_TASK OBJECTIVE_: Your answer should be one number: the count of lines in the records that include the word "green".

=== Section Start ===

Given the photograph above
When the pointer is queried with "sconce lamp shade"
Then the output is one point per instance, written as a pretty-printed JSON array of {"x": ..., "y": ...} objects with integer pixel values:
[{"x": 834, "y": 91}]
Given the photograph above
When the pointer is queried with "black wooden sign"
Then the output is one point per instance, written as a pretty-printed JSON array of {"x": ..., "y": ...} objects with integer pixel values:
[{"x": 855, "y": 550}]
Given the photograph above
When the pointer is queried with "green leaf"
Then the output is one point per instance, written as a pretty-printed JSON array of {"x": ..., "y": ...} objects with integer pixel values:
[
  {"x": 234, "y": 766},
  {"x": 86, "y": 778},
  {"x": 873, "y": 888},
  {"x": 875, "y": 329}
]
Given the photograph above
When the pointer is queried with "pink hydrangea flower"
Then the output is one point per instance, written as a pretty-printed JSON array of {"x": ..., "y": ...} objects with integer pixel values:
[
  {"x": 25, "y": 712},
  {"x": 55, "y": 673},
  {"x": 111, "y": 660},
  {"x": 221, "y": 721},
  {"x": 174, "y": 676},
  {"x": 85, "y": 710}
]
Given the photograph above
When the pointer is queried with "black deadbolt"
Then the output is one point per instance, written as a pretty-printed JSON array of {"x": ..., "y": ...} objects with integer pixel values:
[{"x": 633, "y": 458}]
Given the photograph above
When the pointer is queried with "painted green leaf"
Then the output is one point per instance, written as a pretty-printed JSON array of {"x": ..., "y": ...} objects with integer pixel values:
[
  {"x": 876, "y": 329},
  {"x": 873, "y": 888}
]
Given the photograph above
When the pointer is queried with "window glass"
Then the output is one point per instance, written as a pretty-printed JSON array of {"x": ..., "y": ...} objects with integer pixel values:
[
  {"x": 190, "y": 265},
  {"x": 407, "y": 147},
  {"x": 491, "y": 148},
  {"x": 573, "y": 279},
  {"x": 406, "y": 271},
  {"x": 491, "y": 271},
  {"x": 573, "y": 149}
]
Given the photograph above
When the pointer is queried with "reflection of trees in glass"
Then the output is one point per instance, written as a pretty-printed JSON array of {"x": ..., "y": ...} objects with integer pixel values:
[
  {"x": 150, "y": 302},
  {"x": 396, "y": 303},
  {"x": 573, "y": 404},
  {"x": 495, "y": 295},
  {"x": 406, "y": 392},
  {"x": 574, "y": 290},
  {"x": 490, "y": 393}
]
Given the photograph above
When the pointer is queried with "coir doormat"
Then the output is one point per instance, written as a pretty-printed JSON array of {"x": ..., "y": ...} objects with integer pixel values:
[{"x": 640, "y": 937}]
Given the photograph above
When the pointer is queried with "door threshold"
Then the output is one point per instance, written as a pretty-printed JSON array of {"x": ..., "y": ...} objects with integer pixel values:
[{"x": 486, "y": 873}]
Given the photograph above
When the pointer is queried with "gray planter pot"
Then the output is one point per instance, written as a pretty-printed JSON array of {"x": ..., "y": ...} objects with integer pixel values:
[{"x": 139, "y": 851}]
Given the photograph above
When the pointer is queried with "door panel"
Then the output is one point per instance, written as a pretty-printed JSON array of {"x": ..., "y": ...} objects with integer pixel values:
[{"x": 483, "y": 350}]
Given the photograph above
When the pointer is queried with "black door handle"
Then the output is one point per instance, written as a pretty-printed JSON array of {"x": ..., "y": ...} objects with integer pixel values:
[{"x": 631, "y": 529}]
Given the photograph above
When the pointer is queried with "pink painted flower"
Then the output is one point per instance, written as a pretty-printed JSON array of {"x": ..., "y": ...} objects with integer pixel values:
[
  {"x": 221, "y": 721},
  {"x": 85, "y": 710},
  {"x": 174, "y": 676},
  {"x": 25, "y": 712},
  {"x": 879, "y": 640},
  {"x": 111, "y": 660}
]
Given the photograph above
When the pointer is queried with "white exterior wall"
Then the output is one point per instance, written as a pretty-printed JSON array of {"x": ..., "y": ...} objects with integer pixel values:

=== Section End ===

_OUTPUT OF THE TASK_: 2